▸ **Task directions**: Arrange the lines below as a two-column CSV with the headers text and answer. Give one row for each pairing of what is asked with its answer, put each field in quotes with line breaks turned into spaces, and leave out the pictures.

▸ **Materials provided**:
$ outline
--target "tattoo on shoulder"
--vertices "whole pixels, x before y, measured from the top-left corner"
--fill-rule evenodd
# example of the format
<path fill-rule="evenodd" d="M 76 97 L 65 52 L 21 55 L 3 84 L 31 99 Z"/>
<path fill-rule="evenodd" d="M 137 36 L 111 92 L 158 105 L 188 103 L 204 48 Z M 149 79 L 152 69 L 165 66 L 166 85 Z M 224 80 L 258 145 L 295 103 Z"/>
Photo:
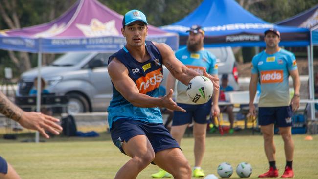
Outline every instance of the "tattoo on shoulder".
<path fill-rule="evenodd" d="M 169 71 L 170 71 L 170 73 L 171 73 L 171 74 L 172 75 L 175 75 L 179 73 L 178 71 L 177 71 L 177 70 L 173 67 L 172 64 L 171 64 L 170 62 L 168 62 L 166 63 L 165 66 L 168 69 L 169 69 Z"/>
<path fill-rule="evenodd" d="M 0 113 L 19 122 L 22 116 L 23 111 L 10 101 L 3 94 L 0 94 Z"/>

▸ **Finished task**:
text,answer
"$ outline --target ""tattoo on shoulder"" --vertices ""whole pixels, x before y, measured from the top-left corner"" --fill-rule evenodd # example of the format <path fill-rule=""evenodd"" d=""M 76 97 L 65 52 L 21 55 L 3 84 L 31 99 Z""/> <path fill-rule=""evenodd"" d=""M 137 36 L 111 92 L 158 105 L 188 103 L 204 48 Z M 149 79 L 152 69 L 165 66 L 166 85 Z M 224 80 L 258 145 L 295 103 Z""/> Photo: Outline every instance of the ""tattoo on shoulder"".","<path fill-rule=""evenodd"" d=""M 169 71 L 170 71 L 170 73 L 171 73 L 171 74 L 172 75 L 175 75 L 179 73 L 178 71 L 177 71 L 177 70 L 173 67 L 172 64 L 171 64 L 170 62 L 168 62 L 166 63 L 165 66 L 168 69 L 169 69 Z""/> <path fill-rule=""evenodd"" d=""M 0 113 L 19 122 L 22 116 L 23 111 L 10 101 L 3 94 L 0 94 Z""/>"